**GOAL OF THE EXERCISE:** Gather every line of the entries below that contains the word "john", matching case exactly.

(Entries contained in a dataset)
------------------------

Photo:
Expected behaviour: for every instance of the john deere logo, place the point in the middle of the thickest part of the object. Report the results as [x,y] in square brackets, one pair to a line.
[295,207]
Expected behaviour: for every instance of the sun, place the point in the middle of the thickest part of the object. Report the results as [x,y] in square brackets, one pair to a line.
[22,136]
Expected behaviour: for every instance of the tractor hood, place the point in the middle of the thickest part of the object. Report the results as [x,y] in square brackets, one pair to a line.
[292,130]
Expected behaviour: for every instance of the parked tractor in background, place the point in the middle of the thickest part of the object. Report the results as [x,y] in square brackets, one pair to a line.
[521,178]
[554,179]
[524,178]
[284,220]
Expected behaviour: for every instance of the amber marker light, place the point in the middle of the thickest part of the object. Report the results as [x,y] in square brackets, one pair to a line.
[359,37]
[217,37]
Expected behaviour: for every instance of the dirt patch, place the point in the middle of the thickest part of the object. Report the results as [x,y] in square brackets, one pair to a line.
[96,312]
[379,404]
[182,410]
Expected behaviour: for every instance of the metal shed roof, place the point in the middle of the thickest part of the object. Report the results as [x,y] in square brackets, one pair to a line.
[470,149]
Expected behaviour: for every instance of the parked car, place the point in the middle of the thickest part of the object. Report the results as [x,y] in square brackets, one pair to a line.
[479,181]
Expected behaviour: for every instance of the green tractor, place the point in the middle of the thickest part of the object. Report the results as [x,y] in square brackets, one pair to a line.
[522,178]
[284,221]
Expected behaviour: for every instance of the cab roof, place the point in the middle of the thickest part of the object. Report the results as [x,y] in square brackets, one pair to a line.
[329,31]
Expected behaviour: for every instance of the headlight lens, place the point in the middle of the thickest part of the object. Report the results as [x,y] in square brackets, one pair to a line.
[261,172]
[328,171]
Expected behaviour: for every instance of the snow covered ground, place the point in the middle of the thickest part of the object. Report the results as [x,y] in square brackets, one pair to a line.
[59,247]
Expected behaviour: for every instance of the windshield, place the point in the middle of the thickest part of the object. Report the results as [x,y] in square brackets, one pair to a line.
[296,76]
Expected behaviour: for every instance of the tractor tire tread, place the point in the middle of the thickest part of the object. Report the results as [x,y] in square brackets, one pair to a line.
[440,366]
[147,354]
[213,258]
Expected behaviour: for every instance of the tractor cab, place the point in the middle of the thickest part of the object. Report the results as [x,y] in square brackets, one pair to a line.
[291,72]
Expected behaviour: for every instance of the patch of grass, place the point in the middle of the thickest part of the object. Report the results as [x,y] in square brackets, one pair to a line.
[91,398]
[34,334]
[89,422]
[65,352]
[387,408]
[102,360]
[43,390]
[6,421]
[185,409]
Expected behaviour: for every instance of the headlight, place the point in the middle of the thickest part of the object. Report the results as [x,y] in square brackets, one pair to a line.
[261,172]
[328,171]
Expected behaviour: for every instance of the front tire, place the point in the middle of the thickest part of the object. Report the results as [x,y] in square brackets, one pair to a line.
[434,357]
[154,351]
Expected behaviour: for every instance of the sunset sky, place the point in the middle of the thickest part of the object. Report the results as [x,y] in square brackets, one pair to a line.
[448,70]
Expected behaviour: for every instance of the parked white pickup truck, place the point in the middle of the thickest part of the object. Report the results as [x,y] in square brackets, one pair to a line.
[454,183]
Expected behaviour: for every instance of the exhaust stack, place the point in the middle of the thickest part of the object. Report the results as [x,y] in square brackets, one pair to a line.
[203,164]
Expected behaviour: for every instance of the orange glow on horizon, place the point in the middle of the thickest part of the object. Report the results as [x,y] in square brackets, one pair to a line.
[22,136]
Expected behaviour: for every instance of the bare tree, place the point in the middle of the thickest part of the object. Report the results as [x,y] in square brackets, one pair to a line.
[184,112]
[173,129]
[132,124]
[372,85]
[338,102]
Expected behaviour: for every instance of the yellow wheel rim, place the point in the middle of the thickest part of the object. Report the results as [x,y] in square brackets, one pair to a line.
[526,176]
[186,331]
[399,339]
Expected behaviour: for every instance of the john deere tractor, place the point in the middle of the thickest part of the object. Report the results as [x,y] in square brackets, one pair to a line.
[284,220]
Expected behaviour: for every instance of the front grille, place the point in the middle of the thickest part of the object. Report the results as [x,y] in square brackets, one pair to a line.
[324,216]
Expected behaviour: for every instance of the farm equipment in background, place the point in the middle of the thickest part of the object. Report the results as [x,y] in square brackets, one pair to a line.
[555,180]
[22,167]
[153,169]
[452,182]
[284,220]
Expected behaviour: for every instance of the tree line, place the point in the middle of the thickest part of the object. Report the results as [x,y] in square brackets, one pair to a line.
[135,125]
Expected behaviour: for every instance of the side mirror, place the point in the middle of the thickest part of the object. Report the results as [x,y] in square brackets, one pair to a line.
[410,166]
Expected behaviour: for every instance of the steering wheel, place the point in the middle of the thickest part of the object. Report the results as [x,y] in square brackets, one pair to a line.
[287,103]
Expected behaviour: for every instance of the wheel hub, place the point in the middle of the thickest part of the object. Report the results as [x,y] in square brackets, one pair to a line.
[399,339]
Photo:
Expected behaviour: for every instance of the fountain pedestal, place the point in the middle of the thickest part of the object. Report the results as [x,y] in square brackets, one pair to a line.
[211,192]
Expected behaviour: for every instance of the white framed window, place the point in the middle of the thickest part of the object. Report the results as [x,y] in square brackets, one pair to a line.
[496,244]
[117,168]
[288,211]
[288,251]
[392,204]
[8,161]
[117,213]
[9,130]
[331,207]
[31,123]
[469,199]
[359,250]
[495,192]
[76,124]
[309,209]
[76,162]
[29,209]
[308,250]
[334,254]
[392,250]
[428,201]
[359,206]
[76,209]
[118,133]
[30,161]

------------------------

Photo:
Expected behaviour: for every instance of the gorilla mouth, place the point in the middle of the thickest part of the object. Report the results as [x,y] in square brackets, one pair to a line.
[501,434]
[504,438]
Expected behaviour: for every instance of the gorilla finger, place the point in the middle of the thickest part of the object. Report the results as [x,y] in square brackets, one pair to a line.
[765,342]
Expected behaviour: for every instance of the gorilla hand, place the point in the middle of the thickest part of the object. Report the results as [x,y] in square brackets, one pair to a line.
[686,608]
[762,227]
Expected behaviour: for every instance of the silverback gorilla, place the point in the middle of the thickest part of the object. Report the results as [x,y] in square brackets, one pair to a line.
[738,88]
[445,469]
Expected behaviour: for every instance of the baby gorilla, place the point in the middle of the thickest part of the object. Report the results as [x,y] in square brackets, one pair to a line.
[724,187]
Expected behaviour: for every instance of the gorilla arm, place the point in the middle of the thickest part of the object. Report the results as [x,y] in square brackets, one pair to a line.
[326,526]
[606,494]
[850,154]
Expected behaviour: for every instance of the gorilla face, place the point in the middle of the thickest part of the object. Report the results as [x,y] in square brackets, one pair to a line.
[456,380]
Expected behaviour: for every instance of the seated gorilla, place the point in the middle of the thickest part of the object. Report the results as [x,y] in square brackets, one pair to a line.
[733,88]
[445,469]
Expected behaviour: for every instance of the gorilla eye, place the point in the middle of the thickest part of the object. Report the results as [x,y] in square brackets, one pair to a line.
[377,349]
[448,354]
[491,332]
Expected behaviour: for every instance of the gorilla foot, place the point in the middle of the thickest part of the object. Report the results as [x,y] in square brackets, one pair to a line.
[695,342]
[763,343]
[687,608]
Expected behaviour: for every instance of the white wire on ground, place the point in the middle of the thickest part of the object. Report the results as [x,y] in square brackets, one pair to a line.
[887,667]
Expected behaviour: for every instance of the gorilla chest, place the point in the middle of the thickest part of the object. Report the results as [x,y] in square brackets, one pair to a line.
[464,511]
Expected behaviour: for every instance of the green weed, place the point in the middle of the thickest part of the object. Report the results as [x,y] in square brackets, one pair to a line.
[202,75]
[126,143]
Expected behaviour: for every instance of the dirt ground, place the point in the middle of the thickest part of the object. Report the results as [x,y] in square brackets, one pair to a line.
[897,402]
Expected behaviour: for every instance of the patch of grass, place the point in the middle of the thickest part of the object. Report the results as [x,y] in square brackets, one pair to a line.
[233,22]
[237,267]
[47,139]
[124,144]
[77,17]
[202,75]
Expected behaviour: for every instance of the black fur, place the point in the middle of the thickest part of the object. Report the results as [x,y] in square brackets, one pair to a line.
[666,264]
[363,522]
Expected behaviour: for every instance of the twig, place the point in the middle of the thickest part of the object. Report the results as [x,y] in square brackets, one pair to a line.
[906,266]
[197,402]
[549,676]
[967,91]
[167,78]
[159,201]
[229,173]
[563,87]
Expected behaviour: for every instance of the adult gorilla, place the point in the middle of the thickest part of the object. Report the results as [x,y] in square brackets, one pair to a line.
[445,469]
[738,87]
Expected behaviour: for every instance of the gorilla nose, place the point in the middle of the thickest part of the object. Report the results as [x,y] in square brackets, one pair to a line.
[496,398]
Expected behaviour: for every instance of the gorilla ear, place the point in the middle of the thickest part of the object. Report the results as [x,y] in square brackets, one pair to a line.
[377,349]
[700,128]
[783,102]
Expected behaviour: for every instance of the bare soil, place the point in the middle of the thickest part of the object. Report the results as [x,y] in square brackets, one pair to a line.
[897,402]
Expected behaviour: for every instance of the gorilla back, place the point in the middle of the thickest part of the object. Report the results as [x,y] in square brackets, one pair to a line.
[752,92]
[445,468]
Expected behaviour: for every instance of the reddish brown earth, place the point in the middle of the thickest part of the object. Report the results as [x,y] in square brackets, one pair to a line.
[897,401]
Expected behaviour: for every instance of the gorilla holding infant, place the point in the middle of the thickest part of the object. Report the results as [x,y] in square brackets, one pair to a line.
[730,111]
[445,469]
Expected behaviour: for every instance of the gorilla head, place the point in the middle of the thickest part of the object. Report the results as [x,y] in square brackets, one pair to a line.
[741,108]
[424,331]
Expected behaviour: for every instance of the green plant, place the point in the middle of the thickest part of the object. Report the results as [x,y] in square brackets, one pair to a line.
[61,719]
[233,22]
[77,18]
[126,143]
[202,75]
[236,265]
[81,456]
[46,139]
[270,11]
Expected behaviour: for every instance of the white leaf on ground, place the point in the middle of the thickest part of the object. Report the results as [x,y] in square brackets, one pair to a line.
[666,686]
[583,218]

------------------------

**COMPLETED TASK:**
Expected behaviour: for every instance of the john deere logo, place the point in the middle of the thickest part of the object. Report the results as [x,y] in square brackets, one pair to a line.
Expected behaviour: for every instance of the john deere tractor, place the point in the middle of the thickest part of the object. Report the results as [x,y] in square brackets, one pair to a line.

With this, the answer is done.